*PROBLEM TO WORK ON:* Gather every line in the material below that contains the string "door", and copy each such line in full.

start STORED DATA

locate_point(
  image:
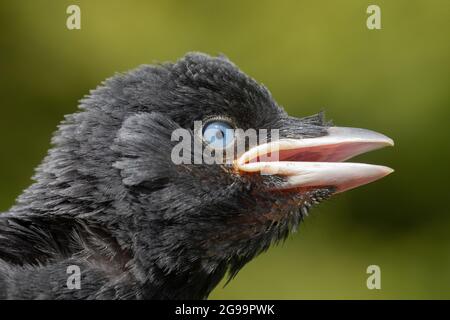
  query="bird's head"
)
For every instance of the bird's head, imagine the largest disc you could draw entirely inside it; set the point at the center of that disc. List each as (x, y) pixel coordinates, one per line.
(136, 144)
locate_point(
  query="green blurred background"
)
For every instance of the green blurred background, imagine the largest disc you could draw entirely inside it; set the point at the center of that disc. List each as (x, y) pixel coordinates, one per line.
(313, 55)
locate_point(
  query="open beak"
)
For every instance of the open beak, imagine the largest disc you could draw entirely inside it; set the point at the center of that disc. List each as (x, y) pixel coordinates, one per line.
(316, 162)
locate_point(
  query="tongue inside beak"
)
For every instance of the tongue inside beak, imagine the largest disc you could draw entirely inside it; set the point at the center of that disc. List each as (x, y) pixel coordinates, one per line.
(315, 162)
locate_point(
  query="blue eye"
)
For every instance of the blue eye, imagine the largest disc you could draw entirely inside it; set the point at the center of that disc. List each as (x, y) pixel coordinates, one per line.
(218, 134)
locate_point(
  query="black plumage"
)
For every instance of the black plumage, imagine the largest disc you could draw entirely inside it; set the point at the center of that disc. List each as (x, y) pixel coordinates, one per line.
(108, 198)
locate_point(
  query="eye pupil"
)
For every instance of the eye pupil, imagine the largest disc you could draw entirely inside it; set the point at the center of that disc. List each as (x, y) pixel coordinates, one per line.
(218, 134)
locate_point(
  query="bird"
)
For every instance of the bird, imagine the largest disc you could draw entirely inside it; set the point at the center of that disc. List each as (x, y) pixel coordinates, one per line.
(109, 198)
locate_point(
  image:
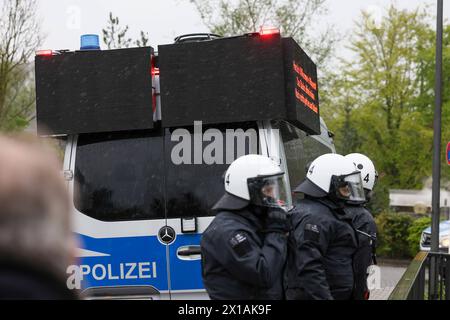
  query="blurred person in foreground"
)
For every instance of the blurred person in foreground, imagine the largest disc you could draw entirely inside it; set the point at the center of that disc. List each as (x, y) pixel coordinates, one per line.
(36, 243)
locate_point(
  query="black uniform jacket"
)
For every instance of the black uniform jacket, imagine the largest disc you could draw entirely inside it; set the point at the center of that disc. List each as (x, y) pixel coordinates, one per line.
(240, 261)
(321, 249)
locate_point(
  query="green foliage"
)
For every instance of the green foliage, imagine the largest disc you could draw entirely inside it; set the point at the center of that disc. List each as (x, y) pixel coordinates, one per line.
(381, 102)
(19, 38)
(393, 233)
(295, 18)
(415, 233)
(380, 199)
(116, 37)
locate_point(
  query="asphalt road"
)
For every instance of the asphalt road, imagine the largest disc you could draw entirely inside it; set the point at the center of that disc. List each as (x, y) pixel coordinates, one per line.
(385, 284)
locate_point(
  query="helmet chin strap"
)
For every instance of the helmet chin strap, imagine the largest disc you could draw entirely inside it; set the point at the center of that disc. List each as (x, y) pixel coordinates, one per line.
(369, 194)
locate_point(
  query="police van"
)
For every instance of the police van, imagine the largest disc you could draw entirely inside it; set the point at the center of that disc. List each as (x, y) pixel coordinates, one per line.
(149, 137)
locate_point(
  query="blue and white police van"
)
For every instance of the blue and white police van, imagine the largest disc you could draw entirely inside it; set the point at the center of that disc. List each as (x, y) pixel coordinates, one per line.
(148, 138)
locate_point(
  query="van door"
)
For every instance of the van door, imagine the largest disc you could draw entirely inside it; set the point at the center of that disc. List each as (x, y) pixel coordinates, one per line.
(195, 165)
(119, 209)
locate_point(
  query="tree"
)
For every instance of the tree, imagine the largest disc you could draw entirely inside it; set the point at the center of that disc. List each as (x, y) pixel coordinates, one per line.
(383, 81)
(295, 18)
(115, 36)
(19, 38)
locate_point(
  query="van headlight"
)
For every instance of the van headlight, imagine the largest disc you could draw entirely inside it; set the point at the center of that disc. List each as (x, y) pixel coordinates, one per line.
(444, 242)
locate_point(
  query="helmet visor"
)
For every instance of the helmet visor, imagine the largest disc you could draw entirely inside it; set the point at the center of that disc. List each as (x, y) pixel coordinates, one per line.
(350, 188)
(270, 192)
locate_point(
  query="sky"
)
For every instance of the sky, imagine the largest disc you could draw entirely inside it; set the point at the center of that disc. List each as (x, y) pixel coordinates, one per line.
(63, 21)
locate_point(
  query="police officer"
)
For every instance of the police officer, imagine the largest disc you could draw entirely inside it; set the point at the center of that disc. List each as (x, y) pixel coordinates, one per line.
(244, 249)
(323, 240)
(365, 226)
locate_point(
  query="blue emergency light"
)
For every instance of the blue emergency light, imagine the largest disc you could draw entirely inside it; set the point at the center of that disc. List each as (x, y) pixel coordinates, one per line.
(90, 42)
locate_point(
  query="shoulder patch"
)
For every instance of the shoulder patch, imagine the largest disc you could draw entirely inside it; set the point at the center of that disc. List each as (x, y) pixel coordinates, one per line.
(240, 244)
(312, 232)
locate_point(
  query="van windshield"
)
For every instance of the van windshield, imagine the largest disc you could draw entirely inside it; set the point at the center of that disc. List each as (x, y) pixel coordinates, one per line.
(148, 176)
(120, 176)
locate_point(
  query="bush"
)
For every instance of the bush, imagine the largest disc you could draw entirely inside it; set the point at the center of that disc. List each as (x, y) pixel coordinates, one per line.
(393, 235)
(415, 233)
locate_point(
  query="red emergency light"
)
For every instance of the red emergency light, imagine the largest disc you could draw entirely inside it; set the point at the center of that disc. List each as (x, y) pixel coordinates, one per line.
(44, 53)
(269, 31)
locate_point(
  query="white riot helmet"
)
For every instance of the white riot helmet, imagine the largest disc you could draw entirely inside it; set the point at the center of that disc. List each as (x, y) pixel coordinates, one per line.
(334, 176)
(257, 180)
(363, 164)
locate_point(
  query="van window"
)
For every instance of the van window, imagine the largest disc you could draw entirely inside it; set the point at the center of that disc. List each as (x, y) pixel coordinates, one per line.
(120, 176)
(195, 183)
(300, 149)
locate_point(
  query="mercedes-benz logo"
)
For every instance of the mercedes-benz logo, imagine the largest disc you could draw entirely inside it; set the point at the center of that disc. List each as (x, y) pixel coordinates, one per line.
(167, 235)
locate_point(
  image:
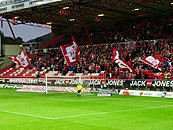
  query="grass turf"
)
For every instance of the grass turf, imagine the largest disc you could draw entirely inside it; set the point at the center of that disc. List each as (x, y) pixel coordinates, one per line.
(64, 111)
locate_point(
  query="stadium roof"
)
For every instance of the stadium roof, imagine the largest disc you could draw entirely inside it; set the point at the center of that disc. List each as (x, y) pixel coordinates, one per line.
(72, 13)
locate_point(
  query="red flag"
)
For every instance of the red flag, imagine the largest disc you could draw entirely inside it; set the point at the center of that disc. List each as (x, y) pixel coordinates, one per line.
(124, 65)
(21, 59)
(70, 52)
(115, 54)
(121, 63)
(152, 61)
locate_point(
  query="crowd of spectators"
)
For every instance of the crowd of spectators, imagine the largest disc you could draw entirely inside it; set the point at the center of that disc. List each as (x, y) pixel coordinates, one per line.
(98, 58)
(147, 38)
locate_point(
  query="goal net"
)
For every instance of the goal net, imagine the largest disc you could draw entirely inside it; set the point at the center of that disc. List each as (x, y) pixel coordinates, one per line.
(67, 83)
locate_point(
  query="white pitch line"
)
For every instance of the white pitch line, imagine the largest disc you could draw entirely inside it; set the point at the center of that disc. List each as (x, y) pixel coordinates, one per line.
(24, 114)
(82, 115)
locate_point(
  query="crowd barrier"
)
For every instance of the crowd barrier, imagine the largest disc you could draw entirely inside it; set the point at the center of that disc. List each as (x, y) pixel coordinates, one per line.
(110, 83)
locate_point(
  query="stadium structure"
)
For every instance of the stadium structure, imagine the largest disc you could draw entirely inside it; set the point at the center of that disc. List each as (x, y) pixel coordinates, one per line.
(140, 30)
(118, 53)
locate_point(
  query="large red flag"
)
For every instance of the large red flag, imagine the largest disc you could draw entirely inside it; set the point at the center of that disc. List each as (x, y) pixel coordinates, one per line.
(153, 61)
(121, 63)
(70, 52)
(21, 59)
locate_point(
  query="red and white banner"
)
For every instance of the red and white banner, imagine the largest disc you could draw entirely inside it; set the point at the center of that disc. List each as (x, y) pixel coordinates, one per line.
(21, 59)
(153, 61)
(115, 54)
(121, 63)
(70, 52)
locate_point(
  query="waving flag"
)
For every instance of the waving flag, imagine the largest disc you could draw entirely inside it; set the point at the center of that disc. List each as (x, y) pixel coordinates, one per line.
(21, 59)
(121, 63)
(70, 52)
(152, 61)
(115, 54)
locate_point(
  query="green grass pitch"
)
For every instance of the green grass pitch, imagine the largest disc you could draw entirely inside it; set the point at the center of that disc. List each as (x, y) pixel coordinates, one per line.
(64, 111)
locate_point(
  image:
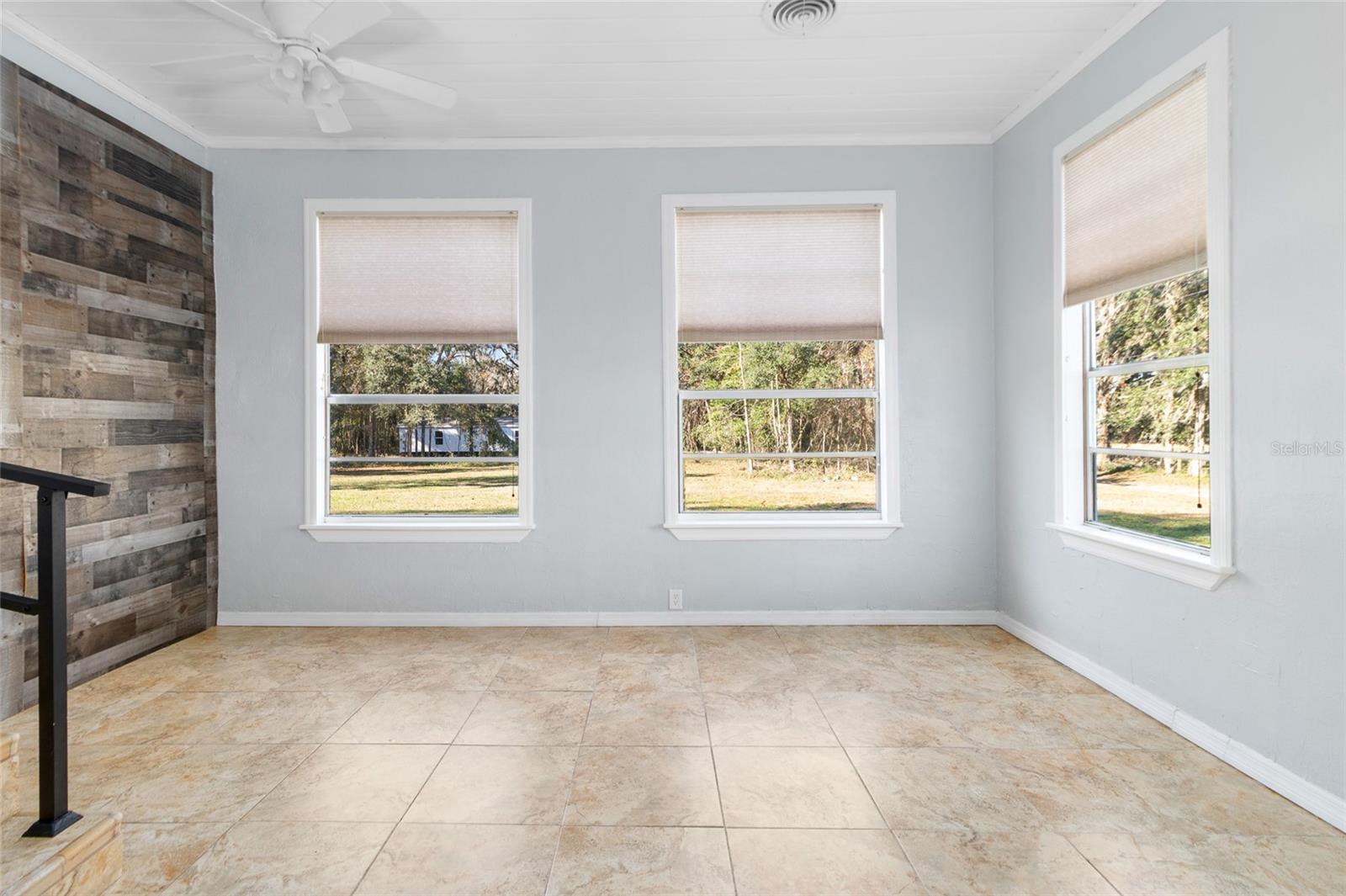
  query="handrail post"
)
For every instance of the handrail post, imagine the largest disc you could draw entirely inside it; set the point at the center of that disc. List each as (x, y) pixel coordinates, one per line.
(56, 814)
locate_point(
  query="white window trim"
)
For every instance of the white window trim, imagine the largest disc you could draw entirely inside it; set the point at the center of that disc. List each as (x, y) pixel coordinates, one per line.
(412, 529)
(787, 525)
(1204, 570)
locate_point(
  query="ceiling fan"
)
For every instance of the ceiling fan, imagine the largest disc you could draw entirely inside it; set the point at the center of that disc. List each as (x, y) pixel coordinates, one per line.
(299, 62)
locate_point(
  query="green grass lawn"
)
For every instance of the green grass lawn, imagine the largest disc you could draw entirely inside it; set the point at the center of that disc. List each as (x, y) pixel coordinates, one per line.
(448, 489)
(727, 486)
(490, 490)
(1155, 503)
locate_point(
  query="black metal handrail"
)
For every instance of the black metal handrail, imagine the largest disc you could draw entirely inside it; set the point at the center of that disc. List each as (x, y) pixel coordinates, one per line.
(50, 608)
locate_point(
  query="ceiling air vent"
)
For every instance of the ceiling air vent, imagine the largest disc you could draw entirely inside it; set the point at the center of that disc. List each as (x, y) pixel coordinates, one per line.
(798, 18)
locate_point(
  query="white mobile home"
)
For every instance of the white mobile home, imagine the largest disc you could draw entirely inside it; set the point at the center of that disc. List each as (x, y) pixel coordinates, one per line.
(450, 437)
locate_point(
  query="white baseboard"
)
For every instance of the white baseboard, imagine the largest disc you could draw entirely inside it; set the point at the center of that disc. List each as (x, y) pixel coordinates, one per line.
(1321, 802)
(656, 618)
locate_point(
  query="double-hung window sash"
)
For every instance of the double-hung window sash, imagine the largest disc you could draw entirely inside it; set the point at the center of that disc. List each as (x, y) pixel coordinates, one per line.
(800, 273)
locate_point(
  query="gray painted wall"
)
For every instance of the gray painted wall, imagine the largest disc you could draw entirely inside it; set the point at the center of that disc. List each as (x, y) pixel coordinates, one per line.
(1262, 658)
(599, 543)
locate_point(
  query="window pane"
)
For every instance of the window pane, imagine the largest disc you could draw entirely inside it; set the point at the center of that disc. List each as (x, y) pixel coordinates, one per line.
(749, 426)
(1168, 319)
(1168, 409)
(1155, 496)
(776, 365)
(739, 486)
(423, 489)
(423, 370)
(395, 483)
(423, 431)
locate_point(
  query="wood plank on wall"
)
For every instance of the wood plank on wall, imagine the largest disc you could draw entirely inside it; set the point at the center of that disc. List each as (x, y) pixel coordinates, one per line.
(107, 370)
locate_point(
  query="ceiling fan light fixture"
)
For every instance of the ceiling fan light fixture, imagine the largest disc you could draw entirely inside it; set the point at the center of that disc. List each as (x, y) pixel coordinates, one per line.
(798, 18)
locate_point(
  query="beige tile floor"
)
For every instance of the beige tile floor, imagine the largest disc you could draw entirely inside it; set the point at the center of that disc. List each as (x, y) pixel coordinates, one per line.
(659, 761)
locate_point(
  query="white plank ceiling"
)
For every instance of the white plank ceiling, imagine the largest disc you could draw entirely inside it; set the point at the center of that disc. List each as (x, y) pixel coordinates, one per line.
(619, 72)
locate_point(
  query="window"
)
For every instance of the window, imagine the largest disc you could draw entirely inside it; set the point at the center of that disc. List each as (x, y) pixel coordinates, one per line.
(776, 370)
(419, 370)
(1143, 285)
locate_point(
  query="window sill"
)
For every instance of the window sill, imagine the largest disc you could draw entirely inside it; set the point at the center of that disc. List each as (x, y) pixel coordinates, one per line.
(410, 532)
(781, 530)
(1174, 563)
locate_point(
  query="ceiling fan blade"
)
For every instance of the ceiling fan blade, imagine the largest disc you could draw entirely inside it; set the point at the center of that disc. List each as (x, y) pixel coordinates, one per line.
(331, 119)
(435, 94)
(236, 65)
(249, 16)
(343, 20)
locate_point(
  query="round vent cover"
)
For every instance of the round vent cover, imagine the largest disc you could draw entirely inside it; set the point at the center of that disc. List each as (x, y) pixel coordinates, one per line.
(798, 16)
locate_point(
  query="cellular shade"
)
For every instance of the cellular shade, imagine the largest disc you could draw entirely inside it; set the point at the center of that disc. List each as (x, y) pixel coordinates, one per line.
(417, 278)
(794, 275)
(1135, 199)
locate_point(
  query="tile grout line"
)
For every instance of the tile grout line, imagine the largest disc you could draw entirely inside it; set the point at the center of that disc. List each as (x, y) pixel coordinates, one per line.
(715, 768)
(570, 792)
(1089, 862)
(419, 792)
(866, 785)
(239, 821)
(394, 829)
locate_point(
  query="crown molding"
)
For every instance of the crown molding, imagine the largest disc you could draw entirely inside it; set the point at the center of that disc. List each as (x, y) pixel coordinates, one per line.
(959, 137)
(121, 90)
(1112, 35)
(82, 66)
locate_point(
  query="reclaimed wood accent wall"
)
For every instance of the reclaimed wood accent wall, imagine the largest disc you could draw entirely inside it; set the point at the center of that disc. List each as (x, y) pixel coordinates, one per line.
(107, 370)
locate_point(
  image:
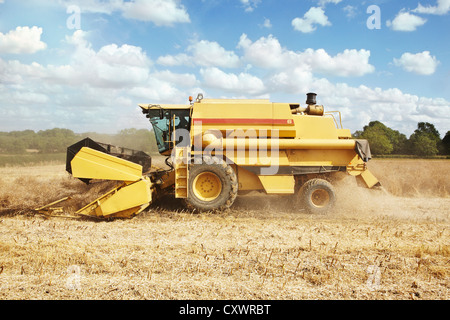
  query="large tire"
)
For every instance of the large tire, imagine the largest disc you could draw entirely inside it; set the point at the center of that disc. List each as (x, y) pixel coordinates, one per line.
(317, 196)
(211, 186)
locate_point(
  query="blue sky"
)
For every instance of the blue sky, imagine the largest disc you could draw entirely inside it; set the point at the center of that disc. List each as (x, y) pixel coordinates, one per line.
(85, 65)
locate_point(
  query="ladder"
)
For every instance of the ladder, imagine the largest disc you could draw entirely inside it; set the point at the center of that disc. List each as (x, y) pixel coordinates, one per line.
(181, 165)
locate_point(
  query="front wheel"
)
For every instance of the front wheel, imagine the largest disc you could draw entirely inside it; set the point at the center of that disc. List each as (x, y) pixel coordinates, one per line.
(211, 187)
(317, 196)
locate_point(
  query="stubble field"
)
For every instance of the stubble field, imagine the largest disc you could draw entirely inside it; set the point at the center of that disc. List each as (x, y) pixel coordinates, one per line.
(376, 245)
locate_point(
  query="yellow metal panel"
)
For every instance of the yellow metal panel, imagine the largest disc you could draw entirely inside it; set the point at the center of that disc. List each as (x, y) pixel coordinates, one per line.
(123, 201)
(344, 133)
(320, 157)
(92, 164)
(315, 127)
(278, 184)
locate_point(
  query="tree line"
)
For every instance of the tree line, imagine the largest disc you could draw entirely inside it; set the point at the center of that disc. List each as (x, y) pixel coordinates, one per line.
(425, 141)
(57, 140)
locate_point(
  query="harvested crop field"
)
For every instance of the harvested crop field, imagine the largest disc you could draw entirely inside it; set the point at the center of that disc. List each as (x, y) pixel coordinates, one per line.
(376, 245)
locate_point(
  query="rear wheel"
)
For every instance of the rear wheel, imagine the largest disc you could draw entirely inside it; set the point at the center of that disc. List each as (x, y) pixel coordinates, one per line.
(211, 187)
(317, 196)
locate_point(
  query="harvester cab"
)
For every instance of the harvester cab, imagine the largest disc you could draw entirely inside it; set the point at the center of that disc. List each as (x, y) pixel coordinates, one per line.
(165, 122)
(218, 149)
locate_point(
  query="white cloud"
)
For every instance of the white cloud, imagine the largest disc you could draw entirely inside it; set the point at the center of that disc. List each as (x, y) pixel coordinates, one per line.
(160, 12)
(250, 5)
(324, 2)
(267, 24)
(314, 16)
(350, 11)
(443, 7)
(243, 83)
(24, 40)
(405, 21)
(202, 53)
(421, 63)
(268, 53)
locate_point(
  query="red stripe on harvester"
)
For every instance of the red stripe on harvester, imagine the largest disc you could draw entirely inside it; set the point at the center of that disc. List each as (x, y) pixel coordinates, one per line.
(245, 121)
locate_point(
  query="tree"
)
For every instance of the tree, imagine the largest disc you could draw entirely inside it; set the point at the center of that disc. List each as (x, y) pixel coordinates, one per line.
(380, 137)
(425, 140)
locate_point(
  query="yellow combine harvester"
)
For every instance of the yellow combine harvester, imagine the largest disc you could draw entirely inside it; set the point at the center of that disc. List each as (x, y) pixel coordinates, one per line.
(219, 149)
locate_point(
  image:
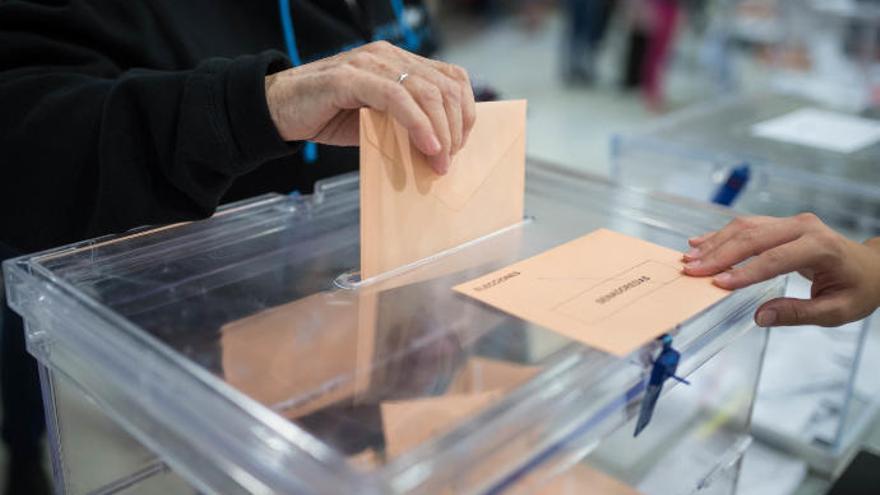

end STORED DATA

*CORRECT ANSWER:*
  query="van door"
For every instance of the van door, imagine the largest disc you could draw entirely inside it; set the point at the center of that disc. List each as (x, y) pixel coordinates, one per line.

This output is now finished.